BRANO SELEZIONATO:
Ma i risultati dell’autopsia svelano anche altro: Il corpo, come si legge nella nota che la accompagna, sarebbe stato infilato in un sacco di nylon, trasportato mediante corde utilizzate come maniglie e poi bruciato nel fosso dove è stato rinvenuto, in via Santa Cristina, proprio davanti l’omonima cascina. Secondo successive ricostruzioni, la vittima potrebbe essere stata uccisa come punizione, al culmine di una rapina. “Vado a rubare”, avrebbe infatti detto Chisari al fratello prima di uscire di casa, la sera del delitto: l’ipotesi è che possa aver sbagliato il suo bersaglio, prendendo di mira l’abitazione di una famiglia legata alla malavita organizzata e con una grande influenza nell’area tra Caselle e Borgaro.
Forse il 38enne si sarebbe recato lì senza sapere chi vi abitasse e, una volta scoperto dai proprietari, sarebbe stato torturato con una violenza inaudita e poi ucciso per lanciare un segnale ad altri balordi. Sul caso, però, non si è mai riusciti a fare chiarezza. Ora, a 11 anni dal delitto, una nuova pista potrebbe finalmente portare a una sua risoluzione: una lettera anonima avrebbe infatti permesso agli inquirenti di riaprire le indagini, iscrivendo nel registro degli indagati due possibili sospetti, due fratelli: Ivan Marcello e Alessandro Meloni. Il primo sarebbe accusato di omicidio premeditato; il secondo di aver aiutato il primo a liberarsi del cadavere.

DATI FORNITI:

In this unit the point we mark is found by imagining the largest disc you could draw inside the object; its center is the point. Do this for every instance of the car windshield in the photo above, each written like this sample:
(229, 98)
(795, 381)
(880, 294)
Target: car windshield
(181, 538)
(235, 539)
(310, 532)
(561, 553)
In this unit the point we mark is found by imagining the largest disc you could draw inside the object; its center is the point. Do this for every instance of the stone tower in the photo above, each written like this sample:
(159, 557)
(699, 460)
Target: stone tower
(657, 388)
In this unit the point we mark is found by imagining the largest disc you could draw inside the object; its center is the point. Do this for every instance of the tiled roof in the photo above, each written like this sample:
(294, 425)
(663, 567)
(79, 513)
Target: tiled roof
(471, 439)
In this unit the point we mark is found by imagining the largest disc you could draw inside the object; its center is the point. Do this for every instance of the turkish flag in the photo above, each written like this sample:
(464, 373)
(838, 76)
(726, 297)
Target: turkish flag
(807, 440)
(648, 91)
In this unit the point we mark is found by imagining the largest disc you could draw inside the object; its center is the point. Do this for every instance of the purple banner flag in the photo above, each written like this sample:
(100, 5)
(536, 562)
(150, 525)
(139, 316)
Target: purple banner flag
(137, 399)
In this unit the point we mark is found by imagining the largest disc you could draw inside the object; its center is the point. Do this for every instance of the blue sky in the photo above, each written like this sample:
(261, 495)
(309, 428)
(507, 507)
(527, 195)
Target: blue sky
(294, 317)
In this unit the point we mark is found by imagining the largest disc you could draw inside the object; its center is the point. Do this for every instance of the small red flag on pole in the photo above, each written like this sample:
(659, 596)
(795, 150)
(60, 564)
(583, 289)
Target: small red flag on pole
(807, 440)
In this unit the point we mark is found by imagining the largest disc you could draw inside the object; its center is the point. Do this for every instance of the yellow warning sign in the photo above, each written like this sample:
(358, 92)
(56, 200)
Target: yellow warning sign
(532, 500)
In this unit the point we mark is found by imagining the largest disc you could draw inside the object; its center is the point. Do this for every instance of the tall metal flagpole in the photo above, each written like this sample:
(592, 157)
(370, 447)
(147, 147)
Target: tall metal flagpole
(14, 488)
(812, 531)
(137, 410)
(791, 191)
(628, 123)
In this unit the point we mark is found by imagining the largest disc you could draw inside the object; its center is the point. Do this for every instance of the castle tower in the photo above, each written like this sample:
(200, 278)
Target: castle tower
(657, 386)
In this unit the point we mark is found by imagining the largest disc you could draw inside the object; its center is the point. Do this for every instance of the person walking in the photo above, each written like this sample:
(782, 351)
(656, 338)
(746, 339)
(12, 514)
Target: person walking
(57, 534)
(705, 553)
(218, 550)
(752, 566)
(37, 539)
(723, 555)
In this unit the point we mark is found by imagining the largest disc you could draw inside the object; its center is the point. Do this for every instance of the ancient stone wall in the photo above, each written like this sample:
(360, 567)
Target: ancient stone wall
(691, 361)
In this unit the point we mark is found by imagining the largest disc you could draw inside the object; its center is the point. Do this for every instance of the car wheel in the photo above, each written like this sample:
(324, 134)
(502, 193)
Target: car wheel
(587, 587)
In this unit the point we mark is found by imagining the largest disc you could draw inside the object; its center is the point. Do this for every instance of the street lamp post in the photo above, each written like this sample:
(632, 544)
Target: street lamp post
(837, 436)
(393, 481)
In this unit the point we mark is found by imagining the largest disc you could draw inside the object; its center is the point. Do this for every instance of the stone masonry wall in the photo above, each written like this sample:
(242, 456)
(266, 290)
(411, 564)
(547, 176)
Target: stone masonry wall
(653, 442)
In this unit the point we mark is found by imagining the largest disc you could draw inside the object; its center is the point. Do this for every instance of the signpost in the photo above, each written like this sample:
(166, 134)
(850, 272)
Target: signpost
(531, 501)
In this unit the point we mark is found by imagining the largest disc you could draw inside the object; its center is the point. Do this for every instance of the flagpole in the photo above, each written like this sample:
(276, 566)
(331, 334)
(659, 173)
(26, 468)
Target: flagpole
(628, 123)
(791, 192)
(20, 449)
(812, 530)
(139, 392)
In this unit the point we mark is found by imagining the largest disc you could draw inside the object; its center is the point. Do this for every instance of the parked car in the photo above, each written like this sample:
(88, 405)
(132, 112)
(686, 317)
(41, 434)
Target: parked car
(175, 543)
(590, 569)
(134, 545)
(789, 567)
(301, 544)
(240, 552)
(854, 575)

COSA FARE:
**A.** Individua e copia ogni riga dei record in cui compare la stringa "tiled", distinguendo tra maiuscole e minuscole.
**B.** Continua il brano sul caso Chisari a partire dalla sua ultima frase.
Il brano sul caso Chisari e i record provengono da fonti diverse.

RISPOSTE AI COMPITI:
**A.**
In this unit the point we mark is found by imagining the largest disc you could draw inside the object; its center is the point. Do this for every instance of the tiled roof in the photo above, each written like this sample:
Target: tiled roof

**B.**
Cosa si sostiene all’interno della lettera anonima
Una morte, quella di Chisari, che somiglia a tutti gli effetti a un’esecuzione: i suoi aguzzini, secondo le ricostruzioni, gli avrebbero perfino conficcato un chiodo in fronte, usando un’asse di legno. Poi, ancora vivo, dopo averlo legato con del fil di ferro, gli avrebbero dato fuoco. A chiarire il movente sarebbe stata proprio la lettera, recapitata da anonimi al pm Dionigi Tibone, che si sta occupando del caso. Secondo il mittente, l’omicidio Chisari sarebbe connesso ad un furto commesso, a inizio marzo 2012, in via Sansovino, nella villa di uno dei due sospettati, il genero di “uno con diversi guai con la giustizia”. Chi ha inviato la lettera, però, sostiene anche che la vittima fosse stata incastrata dai reali autori del furto e spinta a prendersi la colpa al loro posto. Saranno le nuove indagini affidate ai carabinieri del comando provinciale a chiarire se possa essere andata così. “Marco Chisari? Lo incrociavo qualche volta in zona, nulla di più”, si sarebbe limitato a dire, per ora, Ivan Marcello Meloni, nel corso dell’interrogatorio di un’ora e mezza tenutosi ieri davanti al magistrato.